Your answer is the lines below, exactly, from the one that contains "</instance>" through the one that contains "28L342 58L452 32V90L518", both included.

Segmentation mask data
++++++

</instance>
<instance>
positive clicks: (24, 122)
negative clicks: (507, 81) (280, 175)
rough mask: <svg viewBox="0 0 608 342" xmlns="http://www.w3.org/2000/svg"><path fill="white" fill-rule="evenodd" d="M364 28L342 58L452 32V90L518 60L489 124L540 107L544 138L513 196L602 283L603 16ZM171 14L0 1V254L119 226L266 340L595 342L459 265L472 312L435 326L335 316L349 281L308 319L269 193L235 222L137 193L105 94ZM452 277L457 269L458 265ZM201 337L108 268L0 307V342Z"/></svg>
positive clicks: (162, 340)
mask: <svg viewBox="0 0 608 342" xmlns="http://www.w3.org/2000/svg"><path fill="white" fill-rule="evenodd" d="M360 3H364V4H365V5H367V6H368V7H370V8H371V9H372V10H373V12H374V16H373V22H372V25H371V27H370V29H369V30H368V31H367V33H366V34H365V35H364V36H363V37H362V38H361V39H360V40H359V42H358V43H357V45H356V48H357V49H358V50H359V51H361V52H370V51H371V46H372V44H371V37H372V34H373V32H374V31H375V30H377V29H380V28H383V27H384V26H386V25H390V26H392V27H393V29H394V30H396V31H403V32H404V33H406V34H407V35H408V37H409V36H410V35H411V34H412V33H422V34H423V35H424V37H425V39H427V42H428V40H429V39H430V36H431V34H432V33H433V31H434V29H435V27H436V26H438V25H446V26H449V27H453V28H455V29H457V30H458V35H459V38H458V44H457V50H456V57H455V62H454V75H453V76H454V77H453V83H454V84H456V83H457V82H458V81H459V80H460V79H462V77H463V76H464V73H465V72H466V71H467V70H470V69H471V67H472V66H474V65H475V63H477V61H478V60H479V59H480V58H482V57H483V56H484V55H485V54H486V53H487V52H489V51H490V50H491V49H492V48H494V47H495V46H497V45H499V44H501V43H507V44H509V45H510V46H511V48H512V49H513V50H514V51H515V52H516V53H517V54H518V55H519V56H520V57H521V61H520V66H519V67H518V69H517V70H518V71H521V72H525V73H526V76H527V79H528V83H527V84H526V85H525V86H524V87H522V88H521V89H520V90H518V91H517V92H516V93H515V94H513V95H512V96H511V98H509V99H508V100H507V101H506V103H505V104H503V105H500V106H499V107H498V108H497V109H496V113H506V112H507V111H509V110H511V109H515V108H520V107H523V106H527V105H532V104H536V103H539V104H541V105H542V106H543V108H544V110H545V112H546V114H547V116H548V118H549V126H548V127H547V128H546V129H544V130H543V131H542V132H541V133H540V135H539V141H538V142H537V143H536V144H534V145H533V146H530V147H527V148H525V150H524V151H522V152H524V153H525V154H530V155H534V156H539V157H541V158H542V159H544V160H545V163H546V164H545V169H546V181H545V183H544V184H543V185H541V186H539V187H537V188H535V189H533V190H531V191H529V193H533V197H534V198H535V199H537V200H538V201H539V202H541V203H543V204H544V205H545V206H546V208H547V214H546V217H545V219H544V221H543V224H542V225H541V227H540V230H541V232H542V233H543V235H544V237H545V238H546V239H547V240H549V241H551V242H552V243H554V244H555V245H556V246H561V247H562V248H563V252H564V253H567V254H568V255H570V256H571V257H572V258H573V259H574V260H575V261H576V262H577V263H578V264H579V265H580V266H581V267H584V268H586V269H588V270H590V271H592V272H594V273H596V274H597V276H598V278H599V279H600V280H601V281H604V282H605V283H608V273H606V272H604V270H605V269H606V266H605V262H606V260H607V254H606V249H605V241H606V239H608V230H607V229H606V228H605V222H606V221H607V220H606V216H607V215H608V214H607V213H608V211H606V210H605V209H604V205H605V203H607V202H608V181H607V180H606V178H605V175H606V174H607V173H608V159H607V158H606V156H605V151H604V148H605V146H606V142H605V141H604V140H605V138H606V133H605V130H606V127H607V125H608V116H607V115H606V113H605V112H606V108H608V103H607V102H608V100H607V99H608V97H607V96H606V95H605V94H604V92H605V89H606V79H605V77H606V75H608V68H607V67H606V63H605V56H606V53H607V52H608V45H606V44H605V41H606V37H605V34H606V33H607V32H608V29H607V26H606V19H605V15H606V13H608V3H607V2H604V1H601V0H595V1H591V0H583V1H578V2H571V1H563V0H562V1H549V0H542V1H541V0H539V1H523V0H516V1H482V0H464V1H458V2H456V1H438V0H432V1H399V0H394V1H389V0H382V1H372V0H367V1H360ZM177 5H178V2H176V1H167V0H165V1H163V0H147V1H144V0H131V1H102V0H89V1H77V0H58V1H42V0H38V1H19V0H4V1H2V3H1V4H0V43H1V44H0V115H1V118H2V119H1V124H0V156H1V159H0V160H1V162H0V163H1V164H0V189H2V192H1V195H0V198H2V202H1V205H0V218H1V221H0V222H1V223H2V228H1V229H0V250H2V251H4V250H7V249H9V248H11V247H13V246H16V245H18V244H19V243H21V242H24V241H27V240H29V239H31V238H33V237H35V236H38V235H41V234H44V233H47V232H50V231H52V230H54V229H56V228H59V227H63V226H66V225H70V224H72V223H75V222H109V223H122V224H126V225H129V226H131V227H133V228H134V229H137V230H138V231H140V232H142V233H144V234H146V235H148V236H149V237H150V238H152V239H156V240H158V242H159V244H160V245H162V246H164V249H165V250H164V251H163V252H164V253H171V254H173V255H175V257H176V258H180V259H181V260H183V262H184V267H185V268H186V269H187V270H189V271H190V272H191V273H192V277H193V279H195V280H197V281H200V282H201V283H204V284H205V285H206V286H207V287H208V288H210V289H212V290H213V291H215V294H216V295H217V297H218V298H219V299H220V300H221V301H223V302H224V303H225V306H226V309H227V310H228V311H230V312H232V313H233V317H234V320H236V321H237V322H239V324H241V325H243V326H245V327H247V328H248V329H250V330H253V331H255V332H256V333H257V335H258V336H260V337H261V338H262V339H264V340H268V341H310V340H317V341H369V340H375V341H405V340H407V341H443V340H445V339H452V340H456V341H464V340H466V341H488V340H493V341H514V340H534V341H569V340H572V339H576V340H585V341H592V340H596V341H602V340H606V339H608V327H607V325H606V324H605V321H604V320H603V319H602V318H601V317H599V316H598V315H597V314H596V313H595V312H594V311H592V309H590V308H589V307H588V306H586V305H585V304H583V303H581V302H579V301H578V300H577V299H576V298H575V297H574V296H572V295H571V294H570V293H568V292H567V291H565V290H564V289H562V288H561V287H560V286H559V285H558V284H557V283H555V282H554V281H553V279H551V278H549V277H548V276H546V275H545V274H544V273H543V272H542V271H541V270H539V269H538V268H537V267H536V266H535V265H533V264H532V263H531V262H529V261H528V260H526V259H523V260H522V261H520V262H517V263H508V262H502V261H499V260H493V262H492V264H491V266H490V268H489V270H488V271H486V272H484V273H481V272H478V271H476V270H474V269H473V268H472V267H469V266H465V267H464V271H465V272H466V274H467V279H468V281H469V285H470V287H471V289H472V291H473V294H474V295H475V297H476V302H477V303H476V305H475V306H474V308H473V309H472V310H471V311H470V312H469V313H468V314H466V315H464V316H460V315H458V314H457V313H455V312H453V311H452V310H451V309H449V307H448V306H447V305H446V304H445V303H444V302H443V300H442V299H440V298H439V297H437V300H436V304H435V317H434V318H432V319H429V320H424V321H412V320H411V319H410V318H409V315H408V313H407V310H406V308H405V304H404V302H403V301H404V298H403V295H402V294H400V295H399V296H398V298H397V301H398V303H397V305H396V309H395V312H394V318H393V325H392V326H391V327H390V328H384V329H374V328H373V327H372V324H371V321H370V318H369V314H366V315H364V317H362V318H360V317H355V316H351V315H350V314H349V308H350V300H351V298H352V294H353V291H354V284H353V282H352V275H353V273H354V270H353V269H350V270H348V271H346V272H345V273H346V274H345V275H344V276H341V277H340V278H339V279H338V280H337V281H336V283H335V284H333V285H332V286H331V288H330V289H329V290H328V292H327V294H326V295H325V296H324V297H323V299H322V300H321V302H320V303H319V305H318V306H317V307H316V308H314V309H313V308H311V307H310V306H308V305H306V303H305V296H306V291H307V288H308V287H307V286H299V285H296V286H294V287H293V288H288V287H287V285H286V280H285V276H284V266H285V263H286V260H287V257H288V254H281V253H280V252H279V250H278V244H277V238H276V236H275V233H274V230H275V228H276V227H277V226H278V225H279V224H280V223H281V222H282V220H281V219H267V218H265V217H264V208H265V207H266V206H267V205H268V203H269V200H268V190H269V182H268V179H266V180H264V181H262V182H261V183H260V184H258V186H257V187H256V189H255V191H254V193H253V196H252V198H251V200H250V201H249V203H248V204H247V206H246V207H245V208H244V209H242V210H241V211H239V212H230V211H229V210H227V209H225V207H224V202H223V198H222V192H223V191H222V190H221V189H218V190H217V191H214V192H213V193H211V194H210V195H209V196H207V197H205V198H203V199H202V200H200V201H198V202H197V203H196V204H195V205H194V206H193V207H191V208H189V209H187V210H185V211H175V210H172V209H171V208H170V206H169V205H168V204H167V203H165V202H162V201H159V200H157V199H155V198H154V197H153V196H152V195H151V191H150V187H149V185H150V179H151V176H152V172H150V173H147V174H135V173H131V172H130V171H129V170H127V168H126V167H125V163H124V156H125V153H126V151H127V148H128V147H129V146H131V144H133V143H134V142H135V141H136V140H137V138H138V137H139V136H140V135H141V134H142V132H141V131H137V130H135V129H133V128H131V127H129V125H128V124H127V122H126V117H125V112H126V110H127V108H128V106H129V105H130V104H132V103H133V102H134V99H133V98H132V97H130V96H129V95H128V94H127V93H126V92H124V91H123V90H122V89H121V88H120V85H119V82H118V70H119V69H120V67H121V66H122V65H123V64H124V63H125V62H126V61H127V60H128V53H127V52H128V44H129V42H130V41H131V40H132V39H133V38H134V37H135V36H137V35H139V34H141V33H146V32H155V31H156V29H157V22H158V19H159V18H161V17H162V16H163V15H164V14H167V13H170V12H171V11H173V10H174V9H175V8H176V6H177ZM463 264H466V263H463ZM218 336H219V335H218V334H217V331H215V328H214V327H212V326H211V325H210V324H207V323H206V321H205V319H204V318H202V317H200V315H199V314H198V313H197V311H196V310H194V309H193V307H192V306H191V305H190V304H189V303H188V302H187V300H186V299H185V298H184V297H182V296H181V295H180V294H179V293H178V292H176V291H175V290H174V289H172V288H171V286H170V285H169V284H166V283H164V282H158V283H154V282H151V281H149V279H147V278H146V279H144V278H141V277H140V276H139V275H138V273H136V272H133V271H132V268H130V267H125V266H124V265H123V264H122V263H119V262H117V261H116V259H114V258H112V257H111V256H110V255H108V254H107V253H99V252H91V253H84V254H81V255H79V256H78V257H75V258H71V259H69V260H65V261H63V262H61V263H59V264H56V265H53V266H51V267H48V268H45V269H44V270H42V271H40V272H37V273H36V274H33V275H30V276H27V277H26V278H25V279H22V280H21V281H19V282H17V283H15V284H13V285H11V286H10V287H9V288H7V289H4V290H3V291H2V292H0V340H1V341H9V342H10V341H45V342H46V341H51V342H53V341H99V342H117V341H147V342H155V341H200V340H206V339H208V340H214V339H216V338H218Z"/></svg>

++++++

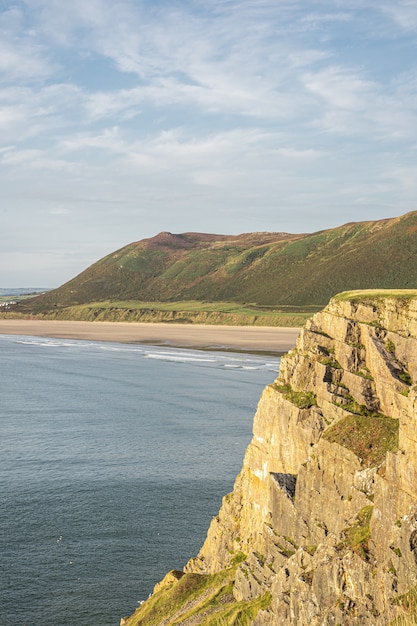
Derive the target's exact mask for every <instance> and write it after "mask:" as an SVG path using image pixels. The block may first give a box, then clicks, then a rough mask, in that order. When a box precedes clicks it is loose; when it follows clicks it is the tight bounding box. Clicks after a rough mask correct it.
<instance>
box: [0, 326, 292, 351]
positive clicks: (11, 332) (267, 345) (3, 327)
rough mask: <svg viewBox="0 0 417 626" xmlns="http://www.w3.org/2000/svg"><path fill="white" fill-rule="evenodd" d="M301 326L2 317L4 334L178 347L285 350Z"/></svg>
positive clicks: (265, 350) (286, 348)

++++++

Exercise output:
</instance>
<instance>
positive clicks: (24, 122)
negative clicks: (507, 81) (280, 175)
rough mask: <svg viewBox="0 0 608 342" xmlns="http://www.w3.org/2000/svg"><path fill="white" fill-rule="evenodd" d="M364 28L342 58L452 32V90L518 60L489 124L540 107L544 138L513 196L602 283L603 16ZM171 14L0 1V254L119 226L266 340L595 342L459 265L472 312L435 326L335 316L349 281L308 319L269 193L235 222L137 193L105 94ZM452 277L457 269L458 265ZM201 337L108 268L0 307V342Z"/></svg>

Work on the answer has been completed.